- [PROBLEM DESCRIPTION]: Because the entries hold pictures, reproduce only their words, exactly as written.

- [RAW DATA]:
━━━━━━━━
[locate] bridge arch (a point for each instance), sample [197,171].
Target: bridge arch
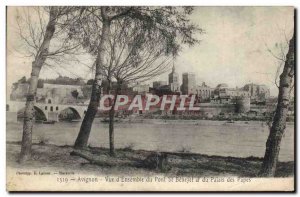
[69,113]
[39,113]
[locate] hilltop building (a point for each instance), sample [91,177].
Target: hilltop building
[174,80]
[204,92]
[258,93]
[188,83]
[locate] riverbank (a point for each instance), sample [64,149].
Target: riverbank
[138,162]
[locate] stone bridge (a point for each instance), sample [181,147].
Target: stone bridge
[49,111]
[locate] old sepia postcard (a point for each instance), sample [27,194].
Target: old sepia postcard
[145,98]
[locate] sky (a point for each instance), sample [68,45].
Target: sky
[233,50]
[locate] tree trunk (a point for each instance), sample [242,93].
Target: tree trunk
[37,64]
[86,125]
[279,121]
[111,121]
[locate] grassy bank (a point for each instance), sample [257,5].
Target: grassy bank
[128,161]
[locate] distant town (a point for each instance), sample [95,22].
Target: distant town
[219,102]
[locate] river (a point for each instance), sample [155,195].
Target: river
[237,139]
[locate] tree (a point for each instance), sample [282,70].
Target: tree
[279,121]
[36,35]
[75,94]
[132,58]
[169,25]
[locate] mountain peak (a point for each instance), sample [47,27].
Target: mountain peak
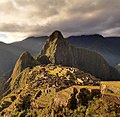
[56,35]
[24,61]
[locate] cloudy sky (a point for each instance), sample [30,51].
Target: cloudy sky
[23,18]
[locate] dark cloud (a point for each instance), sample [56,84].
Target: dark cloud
[41,17]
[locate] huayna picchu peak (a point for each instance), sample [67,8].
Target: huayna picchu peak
[60,81]
[60,51]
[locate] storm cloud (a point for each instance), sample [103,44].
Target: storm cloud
[22,18]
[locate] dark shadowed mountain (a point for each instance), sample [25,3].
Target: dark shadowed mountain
[108,47]
[9,53]
[60,51]
[118,67]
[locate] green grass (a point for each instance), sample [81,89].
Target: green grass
[111,83]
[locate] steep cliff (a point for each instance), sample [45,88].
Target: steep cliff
[60,51]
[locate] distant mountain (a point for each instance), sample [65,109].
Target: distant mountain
[9,53]
[108,47]
[118,67]
[53,83]
[60,51]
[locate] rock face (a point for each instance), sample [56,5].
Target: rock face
[44,60]
[24,61]
[60,51]
[118,67]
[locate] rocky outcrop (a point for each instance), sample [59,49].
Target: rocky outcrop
[60,51]
[24,61]
[118,67]
[43,60]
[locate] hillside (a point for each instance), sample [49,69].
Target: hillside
━━━━━━━━
- [FINAL ANSWER]:
[locate] bridge arch (a point for each instance), sample [197,171].
Target: bridge arch
[69,113]
[39,113]
[locate] hilltop building (a point for each instance), sample [91,177].
Target: hilltop building
[174,80]
[204,92]
[258,93]
[188,83]
[locate] riverbank (a point for each instance), sample [64,149].
Target: riverbank
[138,162]
[locate] stone bridge (a point for each instance), sample [181,147].
Target: stone bridge
[49,111]
[locate] old sepia postcard (a point for each instance), sample [27,194].
Target: old sepia postcard
[145,98]
[locate] sky (a point for each instance), sample [68,45].
Target: sky
[233,50]
[locate] tree trunk (a point for each instance), sample [242,93].
Target: tree trunk
[37,64]
[86,125]
[279,121]
[111,121]
[locate] grassy bank (a point for each instance), sample [257,5].
Target: grassy bank
[128,161]
[locate] distant town (a point for each instance), sample [95,22].
Target: distant town
[219,102]
[locate] river (a point for each instance), sample [155,195].
Target: river
[237,139]
[locate] tree (a point for each instance), sample [282,70].
Target: tree
[279,121]
[36,35]
[75,94]
[132,58]
[169,25]
[locate] mountain peak (a point for each instance), sample [47,27].
Target: mountain peak
[56,35]
[24,61]
[locate] cloudy sky (a point for each instance), sample [30,51].
Target: cloudy sky
[23,18]
[locate] dark cloud (a point for each instance), sample [56,84].
Target: dark cloud
[41,17]
[locate] huayna picchu peak (a point for each instance), sample [67,8].
Target: huayna picchu peak
[60,81]
[60,51]
[locate] storm cloud (a point for each instance), sample [103,44].
Target: storm cloud
[22,18]
[locate] dark shadowed mountain (a point for each instance), sample [25,3].
Target: dark shadowed mountain
[108,47]
[9,53]
[60,51]
[118,67]
[locate] green grass (a point for each instance), sample [81,89].
Target: green grass
[111,83]
[locate] steep cliff (a point for each instance), sample [45,88].
Target: steep cliff
[60,51]
[locate] distant mountain (a point for each instance), sample [65,109].
Target: distant mountain
[9,53]
[108,47]
[118,67]
[53,83]
[60,51]
[locate] rock face (a point for each instance), sample [56,5].
Target: rock face
[44,60]
[24,61]
[60,51]
[118,67]
[locate] rocky outcrop (a point for each instance), sample [59,49].
Target: rocky outcrop
[60,51]
[24,61]
[118,67]
[43,60]
[locate] hillside (a point for each instance), sample [49,69].
Target: hillside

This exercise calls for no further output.